DOCUMENT SECTION:
━━━━

Lebanese flag-carrier Middle East Airlines has disclosed full-year losses of LL68.1 billion ($45 million) for 2020, a year in which the country faced an economic crisis, the effects of the pandemic, and the fallout from the Beirut port explosion.
The loss contrasted with the near-LL130 billion profit for the carrier in the previous year, as passenger revenues fell by nearly 60% to LL442 billion.
Around 55% of its revenues derived from Middle East sectors from Beirut, another 30% from European services and 15% from African operations.
MEA says Lebanon has been experiencing “severe events” since October 2019 which set off an interconnected fiscal, monetary and economic crisis – to the point of sovereign default in March 2020, even before the Covid-19 pandemic engulfed global air transport.
While the Lebanese pound is used for presentation in the statement, the carrier is using the US dollar as its functional currency.
The airline has listed assets and liabilities in accordance with the official exchange rate between the Lebanese currency and the US dollar, but it acknowledges that it is unable to estimate the effects on the statement should official rates change or an alternative legal exchange mechanism emerge.
It says the impact on asset and liability valuation in foreign currencies at different rates is “expected to be significant” and will be recognised once the government implements a new mechanism.
MEA says its premises was not affected by the August 2020 port explosion, but points out that the World Bank has estimated it caused $8 billion in damage to the already-battered Lebanese economy.

━━━━

ACTIVITY 1: Could you reproduce the Middle East Airlines article word for word, everything from "Lebanese flag-carrier Middle" down to "Beirut port explosion."?
ACTIVITY 2: How would the Middle East Airlines article go on? Write the next part, starting after its last sentence.
The rows have no connection to the Middle East Airlines article.

━━━━

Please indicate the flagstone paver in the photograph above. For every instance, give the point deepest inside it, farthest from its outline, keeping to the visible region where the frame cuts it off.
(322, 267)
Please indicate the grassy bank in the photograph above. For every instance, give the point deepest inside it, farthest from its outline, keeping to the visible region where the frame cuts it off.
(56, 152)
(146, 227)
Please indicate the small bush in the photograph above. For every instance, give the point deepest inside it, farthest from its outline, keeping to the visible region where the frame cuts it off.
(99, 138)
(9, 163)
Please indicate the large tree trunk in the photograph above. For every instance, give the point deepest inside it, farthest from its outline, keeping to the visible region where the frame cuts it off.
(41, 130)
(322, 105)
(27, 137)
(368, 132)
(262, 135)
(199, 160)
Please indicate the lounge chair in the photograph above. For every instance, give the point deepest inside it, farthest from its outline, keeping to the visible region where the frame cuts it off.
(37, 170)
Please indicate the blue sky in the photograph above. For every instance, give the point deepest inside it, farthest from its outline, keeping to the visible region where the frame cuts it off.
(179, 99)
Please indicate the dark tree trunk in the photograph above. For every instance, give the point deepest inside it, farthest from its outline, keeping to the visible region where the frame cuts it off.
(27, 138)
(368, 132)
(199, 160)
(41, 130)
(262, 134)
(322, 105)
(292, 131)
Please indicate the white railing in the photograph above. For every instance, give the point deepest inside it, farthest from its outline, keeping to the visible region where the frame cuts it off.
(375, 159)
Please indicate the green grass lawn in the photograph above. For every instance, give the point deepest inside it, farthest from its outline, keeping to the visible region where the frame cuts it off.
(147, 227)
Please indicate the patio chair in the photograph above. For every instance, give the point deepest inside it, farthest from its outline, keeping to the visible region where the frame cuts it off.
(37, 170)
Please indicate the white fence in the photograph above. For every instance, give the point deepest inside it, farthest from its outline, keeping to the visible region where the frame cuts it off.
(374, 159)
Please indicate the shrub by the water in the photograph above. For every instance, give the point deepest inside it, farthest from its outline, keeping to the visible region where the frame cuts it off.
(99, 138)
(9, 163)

━━━━

WRITTEN REPLY 1:
Lebanese flag-carrier Middle East Airlines has disclosed full-year losses of LL68.1 billion ($45 million) for 2020, a year in which the country faced an economic crisis, the effects of the pandemic, and the fallout from the Beirut port explosion.

WRITTEN REPLY 2:
The airline says it has substantially reduced network capacity, made structural changes to the fleet, and taken other cash-management measures in response to the impact of the pandemic.
But it adds that, despite a gradual resumption of activity, its financial performance will “continue to be affected…for a duration that currently remains uncertain”.
At the end of 2020 the airline still had commitments to take eight Airbus A321neo and four A330-900 twinjets.
MEA says it has received two aircraft this year, with one to be delivered in 2023, two more in each of 2024 and 2025, while five others will “probably” be taken in 2028.
Among the gains listed in the financial statement is LL11.2 billion attributed to A321neo delivery delays.
MEA signed agreements in August and December 2019 covering sale and leaseback of nine single-aisle Airbus jets – seven of which were taken in 2020 and two in 2021 – for 12-year periods.